* begin EXTRACTED TEXT *
Xavier "Xavi" Quintillà Guasch (born 23 August 1996) is a Spanish professional footballer who plays for Portuguese club C.D. Santa Clara. Mainly a left back, he can also play as a central defender.

Club career

Barcelona
Born in Lleida, Catalonia, Quintillà joined FC Barcelona's youth setup in 2009, from hometown UE Lleida. After finishing his graduation, he was promoted to the reserves in July 2015, after the club's relegation to Segunda División B.

Quintillà made his senior debut on 22 August 2015, starting in a 1–2 loss at UE Cornellà. On 26 August of the following year, after contributing with only eight league appearances, he was loaned to fellow third division side Lleida Esportiu for the campaign.

On 1 September 2017, Quintillà terminated his contract with Barça.

Villarreal
On 1 September 2017, just hours after leaving Barcelona, Quintillà joined Villarreal CF and was initially assigned to the B-team. On 1 November of the following year, he made his first-team debut by starting in a 3–3 away draw against UD Almería, for the season's Copa del Rey. On 30 March 2019 he made his La Liga debut, playing all but the final two minutes of a 3–2 loss at RC Celta de Vigo.
* end EXTRACTED TEXT *
* begin EXERCISE INPUT *
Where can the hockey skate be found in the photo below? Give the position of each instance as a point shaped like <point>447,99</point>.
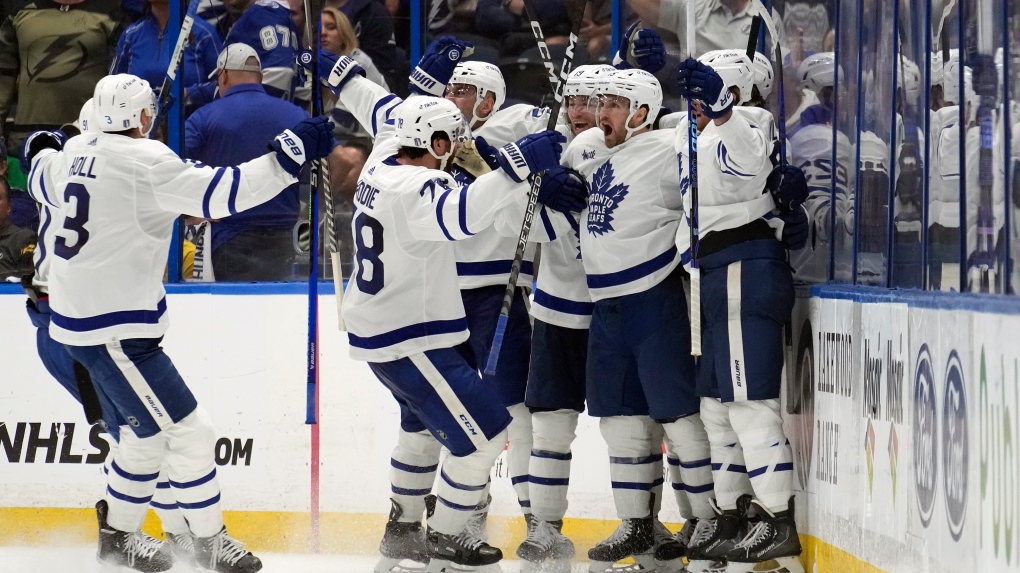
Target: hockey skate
<point>462,552</point>
<point>634,538</point>
<point>668,552</point>
<point>771,545</point>
<point>403,544</point>
<point>546,548</point>
<point>134,550</point>
<point>183,548</point>
<point>223,554</point>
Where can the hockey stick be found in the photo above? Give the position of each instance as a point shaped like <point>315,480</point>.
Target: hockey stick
<point>165,101</point>
<point>576,15</point>
<point>693,166</point>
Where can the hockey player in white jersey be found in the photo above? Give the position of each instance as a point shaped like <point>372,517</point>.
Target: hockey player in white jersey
<point>75,378</point>
<point>117,194</point>
<point>744,273</point>
<point>638,373</point>
<point>411,209</point>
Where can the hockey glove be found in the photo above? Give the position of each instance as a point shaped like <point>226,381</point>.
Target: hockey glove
<point>795,228</point>
<point>530,154</point>
<point>699,82</point>
<point>563,190</point>
<point>38,141</point>
<point>641,48</point>
<point>342,68</point>
<point>311,139</point>
<point>436,67</point>
<point>792,190</point>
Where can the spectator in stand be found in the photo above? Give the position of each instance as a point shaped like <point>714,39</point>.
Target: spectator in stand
<point>372,25</point>
<point>52,53</point>
<point>146,46</point>
<point>16,245</point>
<point>266,27</point>
<point>339,38</point>
<point>254,245</point>
<point>505,20</point>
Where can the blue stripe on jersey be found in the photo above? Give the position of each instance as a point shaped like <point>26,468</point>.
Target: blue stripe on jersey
<point>418,330</point>
<point>208,192</point>
<point>462,214</point>
<point>548,224</point>
<point>439,213</point>
<point>482,268</point>
<point>633,273</point>
<point>563,305</point>
<point>110,318</point>
<point>232,206</point>
<point>378,105</point>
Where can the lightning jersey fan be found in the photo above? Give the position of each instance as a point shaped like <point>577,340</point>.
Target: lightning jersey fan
<point>636,180</point>
<point>148,179</point>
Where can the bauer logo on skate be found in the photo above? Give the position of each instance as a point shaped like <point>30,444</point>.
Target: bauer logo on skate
<point>604,200</point>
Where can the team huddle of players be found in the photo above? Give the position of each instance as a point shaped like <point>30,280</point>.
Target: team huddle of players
<point>608,326</point>
<point>438,211</point>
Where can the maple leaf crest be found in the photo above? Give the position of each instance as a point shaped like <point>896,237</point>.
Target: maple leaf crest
<point>604,200</point>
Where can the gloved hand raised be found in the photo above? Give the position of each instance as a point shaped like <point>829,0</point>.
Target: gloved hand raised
<point>795,228</point>
<point>530,154</point>
<point>436,67</point>
<point>641,48</point>
<point>38,141</point>
<point>563,190</point>
<point>697,81</point>
<point>311,139</point>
* end EXERCISE INPUT *
## INSTRUCTIONS
[1] Pick out every line of the records that holds the string "raised", and copy each one. Case counts.
[2] Extend the article on footballer Xavi Quintillà, picking up right after its last sentence.
The article and the records are unrelated material.

## RESULTS OF THE EXERCISE
[1]
Where can the gloved hand raised be found in the photo above? Give the position of each instance as a point shaped like <point>829,0</point>.
Target: gloved hand raised

[2]
Promoted to the main squad for the 2019–20 season, Quintillà featured sparingly but still renewed his contract until 2023 on 25 February 2020.

On 18 August 2020, Quintillà joined EFL Championship side Norwich City on loan. He scored his first goal in a 3–1 win against Queens Park Rangers the following 24 April, and ended his spell at Carrow Road as a title winner.

Quintillà joined Segunda División side Leganés on a season-long loan deal on 10 July 2021, with an option to buy. He played just over a third of the games in a mid-table finish, scoring once to equalise in a 1–1 home draw with SD Ponferradina on 12 December.

Santa Clara
On 4 July 2022, free agent Quintillà signed for two years at C.D. Santa Clara of the Portuguese Primeira Liga.

Personal life
Quintillà's older brother, Jordi, is also a footballer, who plays as a midfielder. Both were at Barcelona together.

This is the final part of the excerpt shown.